→ **ESTRATTO DEL TESTO**:
-.-.-

Effetti dello scandalo pedofilia a lungo termine

CARLO SILINI

Anche se le polemiche attorno alla pedofilia nel clero cattolico sembrano essersi affievolite, gli effetti dello scandalo potrebbero durare ancora a lungo. Potrebbero e dovrebbero. Non tanto e non solo per dar modo ai Vescovi che hanno coperto il fenomeno di riparare ai torti fatti e magari a coloro che sono venuti in seguito di evitare che si ripetano in futuro (operazione assolutamente necessaria per ricomporre il rapporto di fiducia con i propri fedeli, prima ancora che con l’intera società civile). Ma anche e soprattutto per ripensare la figura del prete nel terzo millennio.
Chissà se Benedetto XVI, l’anno scorso di questi tempi, quando ha indetto l’«anno sacerdotale» (a cui dedichiamo l’odierno Primo Piano), avrebbe immaginato che l’evento destinato a rinverdire i fasti del sacerdozio sarebbe stato risucchiato dal maremoto mediatico più devastante mai subito, in tempi recenti, dal clero cattolico. Altro che modelli di santità per il mondo corrotto: alla fine alla gogna ci sono finiti proprio loro, i preti (purtroppo tutti, anche quelli incolpevoli, che restano la stragrande maggioranza). E non certo per «peccati veniali».

-.-.-

→ **ESTRATTO DEI DATI**:
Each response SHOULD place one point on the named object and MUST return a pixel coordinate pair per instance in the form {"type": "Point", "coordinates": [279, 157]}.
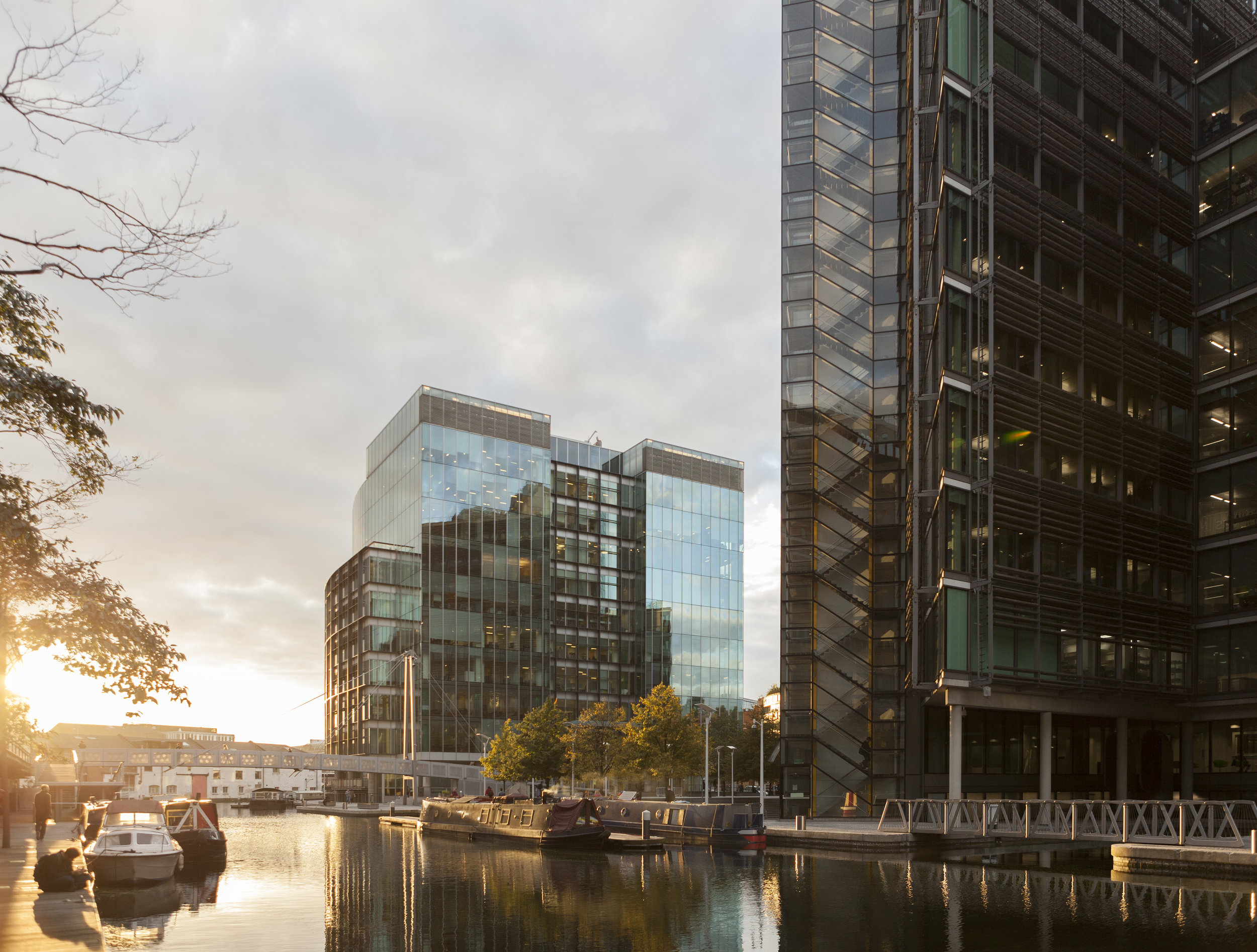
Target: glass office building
{"type": "Point", "coordinates": [1019, 473]}
{"type": "Point", "coordinates": [522, 568]}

-.-.-

→ **ISTRUZIONI**:
• 1. Puoi restituire il passo dell'articolo sullo scandalo che comincia con "Effetti dello scandalo pedofilia" e prosegue fino a "nel terzo millennio."?
• 2. Come si traduce in inglese questa frase dell'articolo sullo scandalo: «Ma anche e soprattutto per ripensare la figura del prete nel terzo millennio.»?
Le righe sono materiale a sé, distinto dall'articolo sullo scandalo.

→ **RISULTATI DELL'ESERCIZIO**:
• 1.
Effetti dello scandalo pedofilia a lungo termine

CARLO SILINI

Anche se le polemiche attorno alla pedofilia nel clero cattolico sembrano essersi affievolite, gli effetti dello scandalo potrebbero durare ancora a lungo. Potrebbero e dovrebbero. Non tanto e non solo per dar modo ai Vescovi che hanno coperto il fenomeno di riparare ai torti fatti e magari a coloro che sono venuti in seguito di evitare che si ripetano in futuro (operazione assolutamente necessaria per ricomporre il rapporto di fiducia con i propri fedeli, prima ancora che con l’intera società civile). Ma anche e soprattutto per ripensare la figura del prete nel terzo millennio.

• 2. But also, and above all, to rethink the figure of the priest in the third millennium.